Document excerpt —

^^^^^^^^^^^^^^^^

FORT COLLINS, Colo. (Reuters) - U.S. ethanol production, a main source of demand for domestic corn, has been unusually light ever since March, when the coronavirus pandemic sharply curbed global fuel consumption.
Ethanol output in recent weeks has very slowly chipped away at its deficit versus prior years, but the resurgence of the virus and increasing restrictions, especially just before the holidays, threaten to derail a comeback in fuel demand.
According to data from the U.S. Energy Information Administration, U.S. fuel ethanol output in the week ended Nov. 13 totaled 962,000 barrels per day, down 1.5% from the previous week’s volume, which was the highest since the week ended March 20.
In fact, the latest three weeks were the most productive for U.S. ethanol makers since March. Seasonal trends are part of the reason why output has recently risen, but comparisons with past years suggest that output has continued to improve from its pandemic slump, though the pace is slow.
The four-week average output rose to 960,000 barrels per day through last Friday, down a little more than 8% versus the same period in the prior three years. That departure has been mostly consistent since early October and is the best since the pandemic began. It is also smaller than the 10% average gap observed in September.
The U.S. Department of Agriculture has pegged 2020-21 corn use for ethanol at 5.05 billion bushels, up 4% on the year. That would be down 7.7% on the previous three-year average (2016-17 to 2018-19).
Final 2019-20 corn used for ethanol was a seven-year low at 4.852 billion bushels, some 11% lower than in the prior three years. The 2020-21 estimate is already 3% lower than what was initially predicted six months ago.
Ethanol production has averaged about 9% below recent averages so far in the 2020-21 marketing year that began on Sept. 1, but the recovery pace remains in jeopardy given the rising pandemic volatility.
Ethanol demand has taken on an opposite trend to output. Four-week average use implied by stocks is running 11% below prior years so far in November. That compares with a 9% departure in the previous two months.
That somewhat mimics the trend in gasoline demand as measured by finished motor gasoline supplied to the U.S. market, which last week fell to 8.26 million barrels per day, the lowest since mid-June.
Recently, gas consumption has been about 9% below the levels observed in the same weeks in prior years, consistent with the August and September departures but a little worse than in October. U.S. gasoline demand typically tends to fall into the winter months, but consumption is bolstered late in the year by holiday travel. That is particularly at risk this year as the rise in U.S. coronavirus cases has led to a tightening in restrictions, and many states have advised residents to completely forgo plans for Thanksgiving, which falls on Nov. 26.

^^^^^^^^^^^^^^^^

What is needed — Please rewrite the ethanol article starting with "In fact, the" and going on through "pace is slow.", putting "ethanol producers" in place of "ethanol makers".

Dataset content —

^^^^^^^^^^^^^^^^

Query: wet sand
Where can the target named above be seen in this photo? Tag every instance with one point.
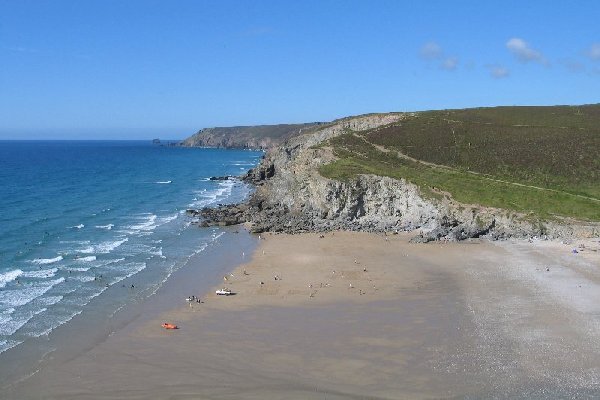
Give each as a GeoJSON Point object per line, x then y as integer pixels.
{"type": "Point", "coordinates": [355, 315]}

^^^^^^^^^^^^^^^^

Answer to this problem —
In fact, the latest three weeks were the most productive for U.S. ethanol producers since March. Seasonal trends are part of the reason why output has recently risen, but comparisons with past years suggest that output has continued to improve from its pandemic slump, though the pace is slow.